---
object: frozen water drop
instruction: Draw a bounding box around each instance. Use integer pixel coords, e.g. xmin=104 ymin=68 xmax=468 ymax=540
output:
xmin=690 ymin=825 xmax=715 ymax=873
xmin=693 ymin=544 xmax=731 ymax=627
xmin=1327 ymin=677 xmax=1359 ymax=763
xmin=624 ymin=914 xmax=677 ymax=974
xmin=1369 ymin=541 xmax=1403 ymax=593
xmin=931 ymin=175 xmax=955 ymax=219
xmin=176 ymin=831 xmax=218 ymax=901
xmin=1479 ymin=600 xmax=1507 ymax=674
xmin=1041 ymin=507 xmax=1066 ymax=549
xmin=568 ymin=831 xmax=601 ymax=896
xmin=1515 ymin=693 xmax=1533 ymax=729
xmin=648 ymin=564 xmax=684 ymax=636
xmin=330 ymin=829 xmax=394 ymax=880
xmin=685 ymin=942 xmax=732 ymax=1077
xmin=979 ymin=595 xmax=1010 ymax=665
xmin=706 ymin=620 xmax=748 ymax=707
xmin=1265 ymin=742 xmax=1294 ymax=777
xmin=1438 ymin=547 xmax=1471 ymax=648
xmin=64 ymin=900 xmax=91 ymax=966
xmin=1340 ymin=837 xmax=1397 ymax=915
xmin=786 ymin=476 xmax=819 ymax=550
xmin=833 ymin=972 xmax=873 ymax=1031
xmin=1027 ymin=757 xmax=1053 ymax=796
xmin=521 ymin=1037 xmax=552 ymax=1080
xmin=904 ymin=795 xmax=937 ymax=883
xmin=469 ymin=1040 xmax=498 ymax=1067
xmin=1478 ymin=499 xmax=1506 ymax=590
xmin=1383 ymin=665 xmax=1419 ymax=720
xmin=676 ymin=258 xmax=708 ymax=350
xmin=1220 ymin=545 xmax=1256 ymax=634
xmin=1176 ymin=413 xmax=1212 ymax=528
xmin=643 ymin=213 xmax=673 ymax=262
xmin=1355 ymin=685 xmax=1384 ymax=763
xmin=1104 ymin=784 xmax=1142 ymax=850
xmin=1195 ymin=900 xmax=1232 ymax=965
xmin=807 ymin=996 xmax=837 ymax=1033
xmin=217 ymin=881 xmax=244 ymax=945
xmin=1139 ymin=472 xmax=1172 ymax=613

Exercise goal - Every record above needs to be copied exactly.

Answer space -
---
object: frozen water drop
instruction: Draw a bounding box around each instance. Use integer pixel coords, e.g. xmin=104 ymin=68 xmax=468 ymax=540
output:
xmin=690 ymin=825 xmax=715 ymax=873
xmin=693 ymin=544 xmax=731 ymax=627
xmin=1327 ymin=677 xmax=1359 ymax=763
xmin=624 ymin=914 xmax=677 ymax=974
xmin=1369 ymin=541 xmax=1403 ymax=593
xmin=931 ymin=175 xmax=955 ymax=219
xmin=176 ymin=831 xmax=218 ymax=901
xmin=1479 ymin=600 xmax=1507 ymax=674
xmin=1041 ymin=507 xmax=1066 ymax=549
xmin=568 ymin=831 xmax=601 ymax=896
xmin=1515 ymin=693 xmax=1533 ymax=729
xmin=648 ymin=564 xmax=684 ymax=636
xmin=330 ymin=829 xmax=394 ymax=880
xmin=685 ymin=942 xmax=732 ymax=1077
xmin=979 ymin=595 xmax=1010 ymax=665
xmin=706 ymin=620 xmax=748 ymax=707
xmin=1265 ymin=742 xmax=1294 ymax=777
xmin=1438 ymin=547 xmax=1471 ymax=648
xmin=64 ymin=900 xmax=91 ymax=966
xmin=1340 ymin=837 xmax=1397 ymax=915
xmin=786 ymin=476 xmax=819 ymax=550
xmin=833 ymin=972 xmax=873 ymax=1031
xmin=1027 ymin=757 xmax=1053 ymax=796
xmin=521 ymin=1037 xmax=552 ymax=1080
xmin=904 ymin=795 xmax=937 ymax=883
xmin=469 ymin=1040 xmax=498 ymax=1067
xmin=1478 ymin=499 xmax=1506 ymax=590
xmin=1383 ymin=665 xmax=1419 ymax=720
xmin=676 ymin=258 xmax=708 ymax=350
xmin=1220 ymin=545 xmax=1256 ymax=634
xmin=1176 ymin=413 xmax=1212 ymax=528
xmin=643 ymin=213 xmax=673 ymax=262
xmin=1355 ymin=685 xmax=1384 ymax=763
xmin=1104 ymin=784 xmax=1142 ymax=850
xmin=1195 ymin=900 xmax=1232 ymax=965
xmin=807 ymin=996 xmax=837 ymax=1033
xmin=217 ymin=881 xmax=244 ymax=945
xmin=1139 ymin=472 xmax=1172 ymax=613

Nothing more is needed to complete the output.